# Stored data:

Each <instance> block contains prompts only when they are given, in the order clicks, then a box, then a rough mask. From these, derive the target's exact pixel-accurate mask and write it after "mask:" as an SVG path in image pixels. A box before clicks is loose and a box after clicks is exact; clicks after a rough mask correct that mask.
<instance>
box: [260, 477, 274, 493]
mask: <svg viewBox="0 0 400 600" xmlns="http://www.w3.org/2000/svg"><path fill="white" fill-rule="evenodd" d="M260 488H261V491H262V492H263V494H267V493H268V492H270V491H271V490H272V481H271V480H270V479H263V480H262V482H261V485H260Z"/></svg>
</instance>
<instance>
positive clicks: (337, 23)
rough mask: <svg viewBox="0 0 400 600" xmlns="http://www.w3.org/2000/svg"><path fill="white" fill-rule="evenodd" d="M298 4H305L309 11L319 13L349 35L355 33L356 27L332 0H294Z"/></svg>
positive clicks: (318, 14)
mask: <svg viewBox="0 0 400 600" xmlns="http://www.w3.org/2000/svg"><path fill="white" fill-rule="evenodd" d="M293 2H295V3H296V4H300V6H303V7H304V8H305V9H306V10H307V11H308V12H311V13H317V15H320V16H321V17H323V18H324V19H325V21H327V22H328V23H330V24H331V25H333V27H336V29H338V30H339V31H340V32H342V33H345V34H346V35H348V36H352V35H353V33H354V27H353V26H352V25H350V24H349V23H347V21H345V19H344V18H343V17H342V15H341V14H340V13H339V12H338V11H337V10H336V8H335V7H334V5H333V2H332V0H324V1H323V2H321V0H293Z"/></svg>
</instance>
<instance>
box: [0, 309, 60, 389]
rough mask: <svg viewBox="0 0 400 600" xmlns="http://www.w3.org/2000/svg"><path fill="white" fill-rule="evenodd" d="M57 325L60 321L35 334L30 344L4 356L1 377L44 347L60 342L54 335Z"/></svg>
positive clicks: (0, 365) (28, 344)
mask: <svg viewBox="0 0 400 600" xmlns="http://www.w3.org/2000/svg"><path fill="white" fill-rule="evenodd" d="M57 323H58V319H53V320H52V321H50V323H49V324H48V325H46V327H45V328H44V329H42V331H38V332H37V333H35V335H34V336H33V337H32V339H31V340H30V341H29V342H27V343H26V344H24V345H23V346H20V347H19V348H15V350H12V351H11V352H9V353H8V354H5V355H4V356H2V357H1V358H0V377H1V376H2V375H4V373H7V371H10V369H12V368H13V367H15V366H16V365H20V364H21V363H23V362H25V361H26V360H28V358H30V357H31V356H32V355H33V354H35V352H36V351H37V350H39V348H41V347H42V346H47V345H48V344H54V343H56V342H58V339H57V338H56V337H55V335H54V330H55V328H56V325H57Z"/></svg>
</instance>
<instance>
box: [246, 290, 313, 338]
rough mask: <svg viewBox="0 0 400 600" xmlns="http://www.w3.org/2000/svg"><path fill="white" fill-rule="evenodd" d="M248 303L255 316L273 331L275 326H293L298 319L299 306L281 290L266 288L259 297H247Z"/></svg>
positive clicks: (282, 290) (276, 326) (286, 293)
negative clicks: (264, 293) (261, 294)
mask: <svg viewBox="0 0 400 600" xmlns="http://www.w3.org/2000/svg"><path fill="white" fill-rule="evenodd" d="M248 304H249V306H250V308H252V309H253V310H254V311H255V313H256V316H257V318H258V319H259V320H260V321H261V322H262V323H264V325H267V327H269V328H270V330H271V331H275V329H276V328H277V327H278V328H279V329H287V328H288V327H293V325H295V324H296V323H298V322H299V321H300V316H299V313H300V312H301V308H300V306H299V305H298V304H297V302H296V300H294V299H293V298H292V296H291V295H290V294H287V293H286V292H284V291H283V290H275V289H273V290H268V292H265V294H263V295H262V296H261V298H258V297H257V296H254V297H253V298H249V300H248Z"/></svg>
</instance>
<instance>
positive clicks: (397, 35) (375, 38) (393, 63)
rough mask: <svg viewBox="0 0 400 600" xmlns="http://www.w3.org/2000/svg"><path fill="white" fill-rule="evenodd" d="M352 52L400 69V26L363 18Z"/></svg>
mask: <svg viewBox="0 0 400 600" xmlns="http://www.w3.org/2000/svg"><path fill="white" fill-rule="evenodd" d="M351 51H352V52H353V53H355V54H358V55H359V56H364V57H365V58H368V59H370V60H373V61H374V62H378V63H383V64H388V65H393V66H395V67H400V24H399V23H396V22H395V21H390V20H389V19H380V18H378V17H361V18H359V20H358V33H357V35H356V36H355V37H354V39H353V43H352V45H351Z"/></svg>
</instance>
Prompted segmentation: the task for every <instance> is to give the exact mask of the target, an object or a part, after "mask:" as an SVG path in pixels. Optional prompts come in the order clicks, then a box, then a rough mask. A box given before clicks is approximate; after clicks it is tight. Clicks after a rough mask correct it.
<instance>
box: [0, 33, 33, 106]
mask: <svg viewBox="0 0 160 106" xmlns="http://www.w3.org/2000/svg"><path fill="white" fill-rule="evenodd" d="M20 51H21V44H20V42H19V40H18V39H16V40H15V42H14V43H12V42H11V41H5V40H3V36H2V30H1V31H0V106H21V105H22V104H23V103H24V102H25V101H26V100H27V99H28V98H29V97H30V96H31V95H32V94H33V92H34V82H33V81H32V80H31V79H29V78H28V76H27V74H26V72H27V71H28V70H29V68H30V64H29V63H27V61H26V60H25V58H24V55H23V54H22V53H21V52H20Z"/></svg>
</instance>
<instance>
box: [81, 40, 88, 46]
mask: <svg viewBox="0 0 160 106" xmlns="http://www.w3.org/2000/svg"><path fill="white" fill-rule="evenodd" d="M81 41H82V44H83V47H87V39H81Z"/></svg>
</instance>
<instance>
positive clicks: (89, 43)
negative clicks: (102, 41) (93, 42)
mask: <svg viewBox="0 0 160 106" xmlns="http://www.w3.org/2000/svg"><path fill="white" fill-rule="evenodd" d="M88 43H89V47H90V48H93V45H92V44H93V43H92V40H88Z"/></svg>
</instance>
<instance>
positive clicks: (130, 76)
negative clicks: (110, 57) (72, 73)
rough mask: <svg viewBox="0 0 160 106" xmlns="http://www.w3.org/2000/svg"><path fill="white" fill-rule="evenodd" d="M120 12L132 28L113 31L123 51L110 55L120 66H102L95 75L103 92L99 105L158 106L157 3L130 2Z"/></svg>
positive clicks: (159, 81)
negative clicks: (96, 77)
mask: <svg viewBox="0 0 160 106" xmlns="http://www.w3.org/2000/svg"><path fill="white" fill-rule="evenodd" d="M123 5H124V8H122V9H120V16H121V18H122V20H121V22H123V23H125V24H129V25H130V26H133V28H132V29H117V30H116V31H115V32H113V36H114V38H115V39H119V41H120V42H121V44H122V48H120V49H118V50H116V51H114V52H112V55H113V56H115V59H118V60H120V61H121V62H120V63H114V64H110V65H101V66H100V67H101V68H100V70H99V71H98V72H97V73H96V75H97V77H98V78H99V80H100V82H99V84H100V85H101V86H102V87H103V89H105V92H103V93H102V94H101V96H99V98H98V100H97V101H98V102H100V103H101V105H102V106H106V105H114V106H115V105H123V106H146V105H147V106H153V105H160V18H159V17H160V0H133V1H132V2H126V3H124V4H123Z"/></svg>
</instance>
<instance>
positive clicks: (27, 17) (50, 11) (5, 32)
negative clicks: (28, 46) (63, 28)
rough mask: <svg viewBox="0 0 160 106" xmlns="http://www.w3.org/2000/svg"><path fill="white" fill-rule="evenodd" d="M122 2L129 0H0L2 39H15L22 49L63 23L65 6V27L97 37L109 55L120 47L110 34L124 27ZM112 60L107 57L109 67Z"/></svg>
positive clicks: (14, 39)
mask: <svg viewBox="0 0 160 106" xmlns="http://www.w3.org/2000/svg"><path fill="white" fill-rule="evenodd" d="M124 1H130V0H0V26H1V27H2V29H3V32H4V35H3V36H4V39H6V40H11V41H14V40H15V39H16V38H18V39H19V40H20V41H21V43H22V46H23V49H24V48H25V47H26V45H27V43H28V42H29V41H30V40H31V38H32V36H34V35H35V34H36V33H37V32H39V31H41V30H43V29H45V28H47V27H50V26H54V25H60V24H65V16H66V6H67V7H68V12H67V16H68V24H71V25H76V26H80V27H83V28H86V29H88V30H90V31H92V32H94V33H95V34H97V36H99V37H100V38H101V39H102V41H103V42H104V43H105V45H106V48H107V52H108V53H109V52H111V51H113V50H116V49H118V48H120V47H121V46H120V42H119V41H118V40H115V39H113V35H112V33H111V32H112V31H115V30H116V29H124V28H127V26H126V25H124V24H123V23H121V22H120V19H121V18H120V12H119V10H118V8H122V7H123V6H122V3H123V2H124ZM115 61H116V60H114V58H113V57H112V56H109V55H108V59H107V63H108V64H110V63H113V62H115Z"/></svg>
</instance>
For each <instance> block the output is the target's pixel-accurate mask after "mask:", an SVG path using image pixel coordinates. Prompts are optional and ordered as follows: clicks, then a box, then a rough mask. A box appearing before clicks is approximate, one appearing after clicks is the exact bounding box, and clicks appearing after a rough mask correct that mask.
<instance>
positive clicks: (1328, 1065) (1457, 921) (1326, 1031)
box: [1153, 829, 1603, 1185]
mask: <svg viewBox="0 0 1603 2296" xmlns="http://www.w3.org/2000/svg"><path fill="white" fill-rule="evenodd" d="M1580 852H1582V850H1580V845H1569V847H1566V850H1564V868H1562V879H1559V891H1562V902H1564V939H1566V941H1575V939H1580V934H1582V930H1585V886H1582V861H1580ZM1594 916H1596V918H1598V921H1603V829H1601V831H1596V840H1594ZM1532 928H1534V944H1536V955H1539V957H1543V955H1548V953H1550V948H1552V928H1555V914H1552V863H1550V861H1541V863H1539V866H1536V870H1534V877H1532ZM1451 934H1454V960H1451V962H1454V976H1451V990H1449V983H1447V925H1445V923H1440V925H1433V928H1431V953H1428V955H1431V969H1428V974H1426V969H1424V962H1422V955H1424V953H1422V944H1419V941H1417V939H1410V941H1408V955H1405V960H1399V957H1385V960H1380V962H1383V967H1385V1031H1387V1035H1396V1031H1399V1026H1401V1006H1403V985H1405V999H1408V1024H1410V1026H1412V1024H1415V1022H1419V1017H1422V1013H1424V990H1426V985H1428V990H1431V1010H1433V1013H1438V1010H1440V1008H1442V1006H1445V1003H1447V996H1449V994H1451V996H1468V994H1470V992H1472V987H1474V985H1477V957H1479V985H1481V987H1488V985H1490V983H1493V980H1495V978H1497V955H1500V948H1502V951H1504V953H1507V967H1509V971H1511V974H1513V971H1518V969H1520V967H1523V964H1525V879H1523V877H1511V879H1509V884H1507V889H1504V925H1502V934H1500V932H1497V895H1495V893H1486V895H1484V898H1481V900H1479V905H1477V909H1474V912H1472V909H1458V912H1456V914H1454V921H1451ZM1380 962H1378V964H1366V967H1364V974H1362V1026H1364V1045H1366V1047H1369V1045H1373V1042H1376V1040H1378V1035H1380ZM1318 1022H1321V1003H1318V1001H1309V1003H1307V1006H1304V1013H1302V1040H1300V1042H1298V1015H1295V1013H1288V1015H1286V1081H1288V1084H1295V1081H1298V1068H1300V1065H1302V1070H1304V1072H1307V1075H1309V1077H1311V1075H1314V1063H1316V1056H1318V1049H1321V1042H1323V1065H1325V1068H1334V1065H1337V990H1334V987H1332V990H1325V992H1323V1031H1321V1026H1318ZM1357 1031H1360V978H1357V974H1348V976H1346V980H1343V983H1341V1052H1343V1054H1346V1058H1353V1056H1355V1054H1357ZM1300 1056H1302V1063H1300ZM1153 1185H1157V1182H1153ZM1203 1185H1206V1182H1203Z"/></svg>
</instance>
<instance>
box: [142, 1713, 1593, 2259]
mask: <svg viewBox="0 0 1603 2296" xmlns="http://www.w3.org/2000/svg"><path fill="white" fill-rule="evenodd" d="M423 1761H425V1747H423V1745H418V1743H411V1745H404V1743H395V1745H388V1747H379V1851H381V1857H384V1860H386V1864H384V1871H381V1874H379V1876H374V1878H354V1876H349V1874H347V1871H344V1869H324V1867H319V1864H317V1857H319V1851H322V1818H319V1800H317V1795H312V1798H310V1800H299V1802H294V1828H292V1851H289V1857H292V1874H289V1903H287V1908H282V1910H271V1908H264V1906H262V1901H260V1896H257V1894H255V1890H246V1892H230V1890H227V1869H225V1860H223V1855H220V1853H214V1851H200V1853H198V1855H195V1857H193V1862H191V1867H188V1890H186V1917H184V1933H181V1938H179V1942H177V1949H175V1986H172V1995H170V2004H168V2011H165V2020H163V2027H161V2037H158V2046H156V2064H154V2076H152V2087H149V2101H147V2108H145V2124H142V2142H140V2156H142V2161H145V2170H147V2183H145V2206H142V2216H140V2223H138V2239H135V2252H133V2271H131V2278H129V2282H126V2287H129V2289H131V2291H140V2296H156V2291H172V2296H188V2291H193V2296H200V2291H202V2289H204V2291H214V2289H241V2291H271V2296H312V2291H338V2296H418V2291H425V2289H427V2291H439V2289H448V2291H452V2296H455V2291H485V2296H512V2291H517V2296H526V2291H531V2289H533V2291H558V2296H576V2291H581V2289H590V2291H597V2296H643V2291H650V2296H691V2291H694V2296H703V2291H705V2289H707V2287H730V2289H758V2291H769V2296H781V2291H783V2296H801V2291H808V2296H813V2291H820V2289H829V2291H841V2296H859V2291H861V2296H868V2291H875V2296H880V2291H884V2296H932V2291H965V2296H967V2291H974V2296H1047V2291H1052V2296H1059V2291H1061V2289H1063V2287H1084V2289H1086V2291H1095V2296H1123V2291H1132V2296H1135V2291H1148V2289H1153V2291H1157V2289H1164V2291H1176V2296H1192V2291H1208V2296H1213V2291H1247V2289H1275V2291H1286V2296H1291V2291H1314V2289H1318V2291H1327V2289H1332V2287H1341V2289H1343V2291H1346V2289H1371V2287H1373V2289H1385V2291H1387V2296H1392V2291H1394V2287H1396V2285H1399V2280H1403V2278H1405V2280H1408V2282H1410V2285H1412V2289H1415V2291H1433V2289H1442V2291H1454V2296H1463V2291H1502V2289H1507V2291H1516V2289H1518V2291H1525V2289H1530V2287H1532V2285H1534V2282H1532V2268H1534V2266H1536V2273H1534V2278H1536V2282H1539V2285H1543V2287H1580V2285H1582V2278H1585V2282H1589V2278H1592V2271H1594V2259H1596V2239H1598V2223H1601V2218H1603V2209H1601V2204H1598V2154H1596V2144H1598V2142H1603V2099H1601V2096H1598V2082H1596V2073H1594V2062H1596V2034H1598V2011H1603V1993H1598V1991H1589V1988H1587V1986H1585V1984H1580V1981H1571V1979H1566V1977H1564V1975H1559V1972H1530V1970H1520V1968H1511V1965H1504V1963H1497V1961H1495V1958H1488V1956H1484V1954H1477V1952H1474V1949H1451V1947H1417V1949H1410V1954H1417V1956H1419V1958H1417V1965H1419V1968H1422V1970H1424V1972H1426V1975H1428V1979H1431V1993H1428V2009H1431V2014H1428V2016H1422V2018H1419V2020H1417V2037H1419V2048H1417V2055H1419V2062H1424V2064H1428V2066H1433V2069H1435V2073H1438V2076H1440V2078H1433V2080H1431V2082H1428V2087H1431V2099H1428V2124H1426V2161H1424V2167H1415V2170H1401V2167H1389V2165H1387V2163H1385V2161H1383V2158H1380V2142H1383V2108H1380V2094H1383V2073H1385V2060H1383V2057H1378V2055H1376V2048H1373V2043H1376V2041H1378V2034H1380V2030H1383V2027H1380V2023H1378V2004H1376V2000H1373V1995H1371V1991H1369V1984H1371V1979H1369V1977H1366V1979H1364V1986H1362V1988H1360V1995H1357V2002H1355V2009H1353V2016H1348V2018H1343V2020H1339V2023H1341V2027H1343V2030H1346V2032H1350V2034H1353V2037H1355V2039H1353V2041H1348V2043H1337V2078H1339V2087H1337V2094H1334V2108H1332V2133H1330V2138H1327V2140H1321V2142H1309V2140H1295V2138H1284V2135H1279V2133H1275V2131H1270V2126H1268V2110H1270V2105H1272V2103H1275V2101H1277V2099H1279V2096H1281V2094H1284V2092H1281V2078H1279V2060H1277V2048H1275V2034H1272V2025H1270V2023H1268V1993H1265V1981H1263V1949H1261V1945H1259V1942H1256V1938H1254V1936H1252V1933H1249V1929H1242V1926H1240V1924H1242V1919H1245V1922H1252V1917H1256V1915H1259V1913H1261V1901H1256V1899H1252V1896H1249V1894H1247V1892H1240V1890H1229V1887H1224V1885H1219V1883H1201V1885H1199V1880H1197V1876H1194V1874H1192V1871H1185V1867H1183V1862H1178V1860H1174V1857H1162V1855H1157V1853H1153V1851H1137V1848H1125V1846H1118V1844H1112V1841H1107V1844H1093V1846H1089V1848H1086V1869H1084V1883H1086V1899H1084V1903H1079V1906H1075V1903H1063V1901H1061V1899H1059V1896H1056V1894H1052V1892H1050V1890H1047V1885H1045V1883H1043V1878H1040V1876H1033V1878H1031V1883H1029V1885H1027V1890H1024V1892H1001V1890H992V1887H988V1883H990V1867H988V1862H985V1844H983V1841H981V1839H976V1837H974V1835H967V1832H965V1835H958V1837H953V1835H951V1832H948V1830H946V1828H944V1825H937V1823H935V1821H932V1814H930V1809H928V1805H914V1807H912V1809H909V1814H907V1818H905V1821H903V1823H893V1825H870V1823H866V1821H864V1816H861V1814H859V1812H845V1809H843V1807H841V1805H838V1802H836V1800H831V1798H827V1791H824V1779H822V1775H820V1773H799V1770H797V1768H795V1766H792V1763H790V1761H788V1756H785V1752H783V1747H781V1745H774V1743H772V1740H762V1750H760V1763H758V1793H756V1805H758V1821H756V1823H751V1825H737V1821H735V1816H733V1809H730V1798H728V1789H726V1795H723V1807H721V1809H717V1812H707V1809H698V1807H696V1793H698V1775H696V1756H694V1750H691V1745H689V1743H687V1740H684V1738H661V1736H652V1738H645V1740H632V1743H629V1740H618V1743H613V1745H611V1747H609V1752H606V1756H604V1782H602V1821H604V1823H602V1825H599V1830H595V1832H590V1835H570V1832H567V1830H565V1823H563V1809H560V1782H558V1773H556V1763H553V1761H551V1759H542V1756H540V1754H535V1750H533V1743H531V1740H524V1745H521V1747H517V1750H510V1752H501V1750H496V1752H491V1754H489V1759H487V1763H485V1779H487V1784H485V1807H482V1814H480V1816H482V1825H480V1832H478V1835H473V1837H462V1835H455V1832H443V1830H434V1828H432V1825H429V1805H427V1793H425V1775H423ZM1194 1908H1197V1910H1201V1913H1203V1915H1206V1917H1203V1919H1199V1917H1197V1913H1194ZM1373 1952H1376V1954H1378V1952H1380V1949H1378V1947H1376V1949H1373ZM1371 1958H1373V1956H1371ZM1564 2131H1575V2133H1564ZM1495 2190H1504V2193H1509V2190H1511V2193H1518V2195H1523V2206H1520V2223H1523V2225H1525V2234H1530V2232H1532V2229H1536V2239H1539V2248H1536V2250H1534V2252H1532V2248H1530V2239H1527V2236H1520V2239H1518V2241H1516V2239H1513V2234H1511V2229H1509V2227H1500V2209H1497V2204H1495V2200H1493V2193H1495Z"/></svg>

# Brief:
Count the lines of the records that contain the string "image". Give only the number.

# Task result:
2